◆ **What the exercise asks**: Each line of the data below from the one holding "Expected: for every instance of the young" to the one holding "Expected: for every instance of the tree branch", inclusive, is to be reproduced exactly; no other line belongs in the answer.

◆ **Stored data**:
# # # #

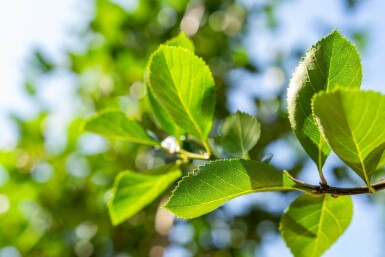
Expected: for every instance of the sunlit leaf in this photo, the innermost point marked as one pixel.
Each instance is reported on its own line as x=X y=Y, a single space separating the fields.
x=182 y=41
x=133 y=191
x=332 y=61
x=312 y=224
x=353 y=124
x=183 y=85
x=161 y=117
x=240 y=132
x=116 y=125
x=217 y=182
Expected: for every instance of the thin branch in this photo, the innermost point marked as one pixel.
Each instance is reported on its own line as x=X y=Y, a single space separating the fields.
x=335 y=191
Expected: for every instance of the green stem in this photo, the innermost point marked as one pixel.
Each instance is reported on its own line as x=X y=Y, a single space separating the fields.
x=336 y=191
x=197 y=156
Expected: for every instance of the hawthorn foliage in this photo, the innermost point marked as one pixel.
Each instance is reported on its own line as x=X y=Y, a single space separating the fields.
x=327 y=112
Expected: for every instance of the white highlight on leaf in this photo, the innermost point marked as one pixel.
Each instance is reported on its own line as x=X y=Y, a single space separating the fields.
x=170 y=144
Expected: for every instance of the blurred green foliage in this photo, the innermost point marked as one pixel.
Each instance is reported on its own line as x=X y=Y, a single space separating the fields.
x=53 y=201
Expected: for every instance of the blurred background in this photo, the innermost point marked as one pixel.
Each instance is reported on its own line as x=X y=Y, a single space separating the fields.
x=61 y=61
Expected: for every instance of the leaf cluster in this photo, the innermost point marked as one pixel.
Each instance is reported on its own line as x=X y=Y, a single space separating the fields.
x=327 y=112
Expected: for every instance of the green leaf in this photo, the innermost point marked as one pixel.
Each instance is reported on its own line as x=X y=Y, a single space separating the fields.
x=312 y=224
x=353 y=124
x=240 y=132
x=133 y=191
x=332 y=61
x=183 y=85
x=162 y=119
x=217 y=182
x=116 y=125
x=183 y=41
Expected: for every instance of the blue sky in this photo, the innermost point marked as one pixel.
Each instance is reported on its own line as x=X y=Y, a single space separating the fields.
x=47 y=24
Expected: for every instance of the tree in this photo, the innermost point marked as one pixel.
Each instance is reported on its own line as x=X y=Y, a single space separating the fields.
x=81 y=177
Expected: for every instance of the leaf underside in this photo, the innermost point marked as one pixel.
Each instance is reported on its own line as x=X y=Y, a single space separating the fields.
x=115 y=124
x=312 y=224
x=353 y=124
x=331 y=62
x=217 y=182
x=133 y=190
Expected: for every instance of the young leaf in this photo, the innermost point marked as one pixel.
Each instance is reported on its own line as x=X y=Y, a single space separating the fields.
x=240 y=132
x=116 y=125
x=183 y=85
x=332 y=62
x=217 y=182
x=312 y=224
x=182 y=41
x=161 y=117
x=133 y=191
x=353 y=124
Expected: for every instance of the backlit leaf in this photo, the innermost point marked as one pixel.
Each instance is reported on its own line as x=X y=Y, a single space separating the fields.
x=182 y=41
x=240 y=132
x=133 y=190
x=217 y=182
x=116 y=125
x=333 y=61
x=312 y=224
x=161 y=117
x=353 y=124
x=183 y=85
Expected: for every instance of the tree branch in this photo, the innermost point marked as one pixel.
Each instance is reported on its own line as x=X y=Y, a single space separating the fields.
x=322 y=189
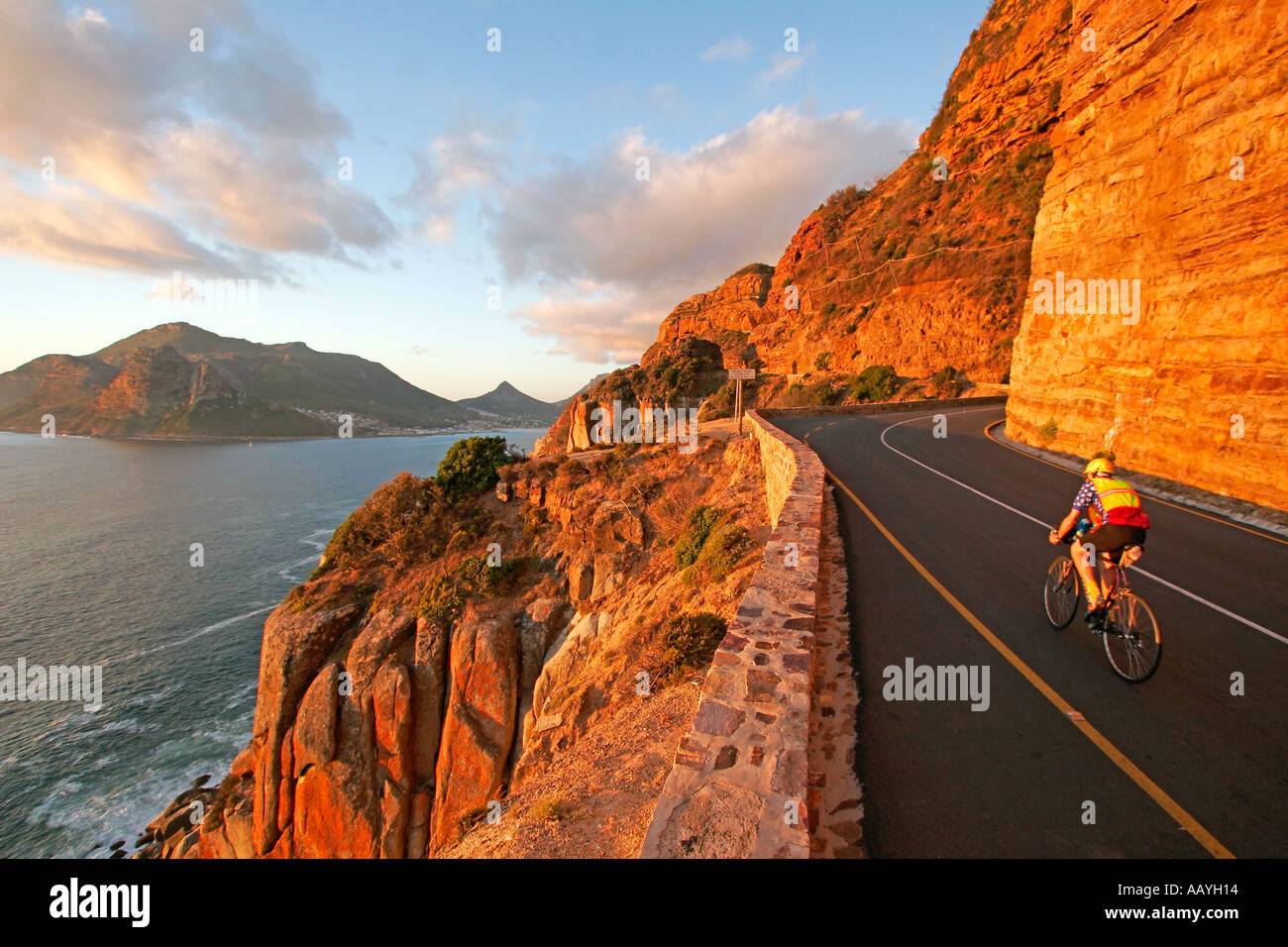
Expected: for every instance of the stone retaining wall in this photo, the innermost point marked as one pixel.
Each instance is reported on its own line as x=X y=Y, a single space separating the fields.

# # # #

◆ **Output of the task**:
Expected: for every instance of the young leaf in this photo, the innermost point marked as one pixel.
Each instance is reported on its own line as x=X y=Y, a single space separating the fields.
x=240 y=132
x=116 y=125
x=183 y=85
x=332 y=62
x=217 y=182
x=312 y=224
x=182 y=41
x=161 y=117
x=133 y=191
x=353 y=124
Expected: for every instance of the backlit leaf in this photo, the innermost point marked as one pixel.
Each instance is reported on its own line as x=X y=Y, a single space separating the fields.
x=182 y=41
x=240 y=132
x=133 y=190
x=217 y=182
x=116 y=125
x=333 y=61
x=312 y=224
x=161 y=117
x=353 y=124
x=183 y=85
Expected: for every instance of the tree branch in this photo, the innermost point marked as one pixel.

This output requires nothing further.